-- START OF Material for this exercise --
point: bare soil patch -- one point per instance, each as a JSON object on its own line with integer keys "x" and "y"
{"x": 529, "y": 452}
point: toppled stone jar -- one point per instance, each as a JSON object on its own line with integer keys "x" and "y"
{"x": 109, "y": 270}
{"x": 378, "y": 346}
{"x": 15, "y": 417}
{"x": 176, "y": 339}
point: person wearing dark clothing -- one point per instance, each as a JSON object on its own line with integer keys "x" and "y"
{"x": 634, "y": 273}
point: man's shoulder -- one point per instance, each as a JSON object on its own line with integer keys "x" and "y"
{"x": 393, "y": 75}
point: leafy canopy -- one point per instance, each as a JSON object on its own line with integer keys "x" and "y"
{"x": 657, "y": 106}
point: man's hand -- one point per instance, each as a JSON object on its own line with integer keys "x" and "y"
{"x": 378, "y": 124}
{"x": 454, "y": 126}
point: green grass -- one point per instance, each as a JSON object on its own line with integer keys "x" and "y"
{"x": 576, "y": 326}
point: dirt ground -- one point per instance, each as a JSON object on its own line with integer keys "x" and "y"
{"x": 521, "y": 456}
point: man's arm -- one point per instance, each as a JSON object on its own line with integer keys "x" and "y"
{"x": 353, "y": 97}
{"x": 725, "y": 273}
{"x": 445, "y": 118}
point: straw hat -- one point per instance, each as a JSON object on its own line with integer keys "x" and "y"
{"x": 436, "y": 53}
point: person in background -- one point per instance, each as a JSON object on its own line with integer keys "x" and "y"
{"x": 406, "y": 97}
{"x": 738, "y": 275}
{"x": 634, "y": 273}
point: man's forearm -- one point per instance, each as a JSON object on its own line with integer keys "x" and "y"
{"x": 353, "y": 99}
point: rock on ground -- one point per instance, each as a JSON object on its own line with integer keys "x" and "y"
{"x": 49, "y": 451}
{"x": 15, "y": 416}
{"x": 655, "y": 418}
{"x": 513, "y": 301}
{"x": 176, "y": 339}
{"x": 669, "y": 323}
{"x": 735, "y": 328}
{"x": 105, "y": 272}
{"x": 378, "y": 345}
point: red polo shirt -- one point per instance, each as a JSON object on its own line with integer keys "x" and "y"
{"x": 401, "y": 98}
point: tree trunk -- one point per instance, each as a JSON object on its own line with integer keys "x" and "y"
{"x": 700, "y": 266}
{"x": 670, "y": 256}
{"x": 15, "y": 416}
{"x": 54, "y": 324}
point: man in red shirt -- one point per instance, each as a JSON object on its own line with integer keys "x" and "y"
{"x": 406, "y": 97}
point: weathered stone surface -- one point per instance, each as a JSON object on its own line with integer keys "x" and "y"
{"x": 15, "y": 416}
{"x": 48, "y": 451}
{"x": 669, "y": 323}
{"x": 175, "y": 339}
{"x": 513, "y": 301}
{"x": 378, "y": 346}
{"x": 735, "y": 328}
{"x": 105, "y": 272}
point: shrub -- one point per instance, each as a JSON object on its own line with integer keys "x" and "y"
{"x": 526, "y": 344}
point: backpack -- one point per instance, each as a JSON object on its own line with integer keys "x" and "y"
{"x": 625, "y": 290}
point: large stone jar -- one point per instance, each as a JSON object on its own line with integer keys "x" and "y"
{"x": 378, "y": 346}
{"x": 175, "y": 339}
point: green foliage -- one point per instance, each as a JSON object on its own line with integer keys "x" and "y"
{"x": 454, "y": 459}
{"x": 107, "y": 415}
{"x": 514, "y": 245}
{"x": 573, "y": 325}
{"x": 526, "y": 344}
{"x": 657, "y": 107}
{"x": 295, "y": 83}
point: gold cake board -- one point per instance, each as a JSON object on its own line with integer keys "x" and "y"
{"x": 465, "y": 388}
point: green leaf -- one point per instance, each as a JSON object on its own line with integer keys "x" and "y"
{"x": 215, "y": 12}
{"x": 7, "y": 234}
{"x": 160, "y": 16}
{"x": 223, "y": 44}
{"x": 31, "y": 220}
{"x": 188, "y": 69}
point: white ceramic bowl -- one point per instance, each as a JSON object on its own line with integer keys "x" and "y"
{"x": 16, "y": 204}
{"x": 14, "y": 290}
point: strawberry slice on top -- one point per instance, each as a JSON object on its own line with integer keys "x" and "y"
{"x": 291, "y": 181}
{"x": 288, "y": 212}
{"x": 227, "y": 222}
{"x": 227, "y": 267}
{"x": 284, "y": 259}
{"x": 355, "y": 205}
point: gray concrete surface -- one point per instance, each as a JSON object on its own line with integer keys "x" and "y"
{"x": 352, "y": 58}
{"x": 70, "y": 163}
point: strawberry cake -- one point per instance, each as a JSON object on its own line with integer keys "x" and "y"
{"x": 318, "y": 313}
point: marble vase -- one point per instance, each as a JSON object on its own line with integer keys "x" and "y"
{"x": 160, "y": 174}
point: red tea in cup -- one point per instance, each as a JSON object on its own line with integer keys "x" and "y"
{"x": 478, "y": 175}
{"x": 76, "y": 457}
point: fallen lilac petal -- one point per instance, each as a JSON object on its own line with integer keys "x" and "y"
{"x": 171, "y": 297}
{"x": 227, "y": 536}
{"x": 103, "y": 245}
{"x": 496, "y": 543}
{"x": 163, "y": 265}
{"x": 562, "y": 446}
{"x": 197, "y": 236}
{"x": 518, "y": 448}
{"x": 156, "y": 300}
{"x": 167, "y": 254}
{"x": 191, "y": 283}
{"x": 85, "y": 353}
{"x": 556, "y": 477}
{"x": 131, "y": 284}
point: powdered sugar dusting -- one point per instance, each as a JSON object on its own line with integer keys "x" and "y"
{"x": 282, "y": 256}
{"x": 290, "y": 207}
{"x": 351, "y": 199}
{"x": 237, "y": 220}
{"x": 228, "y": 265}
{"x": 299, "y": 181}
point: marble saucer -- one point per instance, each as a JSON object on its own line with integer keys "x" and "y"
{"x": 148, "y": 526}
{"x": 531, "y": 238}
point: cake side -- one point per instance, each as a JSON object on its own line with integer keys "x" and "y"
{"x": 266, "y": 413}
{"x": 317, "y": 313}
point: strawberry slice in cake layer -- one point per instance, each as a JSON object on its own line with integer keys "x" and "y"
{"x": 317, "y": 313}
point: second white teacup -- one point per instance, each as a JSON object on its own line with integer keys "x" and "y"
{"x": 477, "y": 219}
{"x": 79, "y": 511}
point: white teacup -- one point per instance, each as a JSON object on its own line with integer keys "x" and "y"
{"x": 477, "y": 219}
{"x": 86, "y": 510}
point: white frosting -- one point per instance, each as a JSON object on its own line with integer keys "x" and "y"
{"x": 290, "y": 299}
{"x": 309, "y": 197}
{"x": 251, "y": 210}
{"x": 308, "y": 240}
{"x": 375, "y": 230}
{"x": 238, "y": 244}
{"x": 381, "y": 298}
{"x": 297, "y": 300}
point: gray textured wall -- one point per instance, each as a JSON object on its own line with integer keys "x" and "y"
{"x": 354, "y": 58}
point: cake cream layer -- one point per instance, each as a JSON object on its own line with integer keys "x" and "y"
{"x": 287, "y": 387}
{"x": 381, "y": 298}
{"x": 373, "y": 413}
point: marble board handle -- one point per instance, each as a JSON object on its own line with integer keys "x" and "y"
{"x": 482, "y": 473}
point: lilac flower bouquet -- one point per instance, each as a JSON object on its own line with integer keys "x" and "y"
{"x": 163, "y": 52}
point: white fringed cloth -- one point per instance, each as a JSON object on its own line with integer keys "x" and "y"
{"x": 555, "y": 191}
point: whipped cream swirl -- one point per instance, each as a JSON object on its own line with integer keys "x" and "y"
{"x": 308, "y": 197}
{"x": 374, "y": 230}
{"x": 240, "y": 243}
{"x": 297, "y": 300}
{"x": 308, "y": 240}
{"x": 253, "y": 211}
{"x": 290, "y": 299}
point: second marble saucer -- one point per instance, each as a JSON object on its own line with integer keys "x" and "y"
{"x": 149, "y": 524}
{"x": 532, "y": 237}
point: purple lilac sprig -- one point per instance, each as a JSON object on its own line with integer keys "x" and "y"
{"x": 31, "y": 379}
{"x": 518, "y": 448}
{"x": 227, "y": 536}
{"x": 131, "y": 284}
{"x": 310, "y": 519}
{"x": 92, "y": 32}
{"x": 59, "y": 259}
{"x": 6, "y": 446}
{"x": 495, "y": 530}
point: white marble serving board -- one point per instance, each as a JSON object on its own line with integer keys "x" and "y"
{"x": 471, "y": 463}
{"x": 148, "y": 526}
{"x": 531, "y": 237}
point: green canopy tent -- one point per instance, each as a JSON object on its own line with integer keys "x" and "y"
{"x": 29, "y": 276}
-- END OF Material for this exercise --
### Objective
Set out exactly the run of lines that begins at the line holding "point: purple lilac" and ends at the last line of the data.

### The response
point: purple lilac sprig -- one point per instance, each as a JSON object on its own line with integer keys "x" and "y"
{"x": 31, "y": 379}
{"x": 518, "y": 448}
{"x": 227, "y": 536}
{"x": 131, "y": 284}
{"x": 310, "y": 519}
{"x": 92, "y": 32}
{"x": 59, "y": 259}
{"x": 6, "y": 446}
{"x": 495, "y": 530}
point: white marble serving board -- one point per instance, each as a JSON object on its own line with integer keys "x" and "y"
{"x": 471, "y": 463}
{"x": 148, "y": 526}
{"x": 531, "y": 237}
point: green canopy tent -- one point per instance, each as a JSON object on its own line with integer keys "x" and "y"
{"x": 29, "y": 276}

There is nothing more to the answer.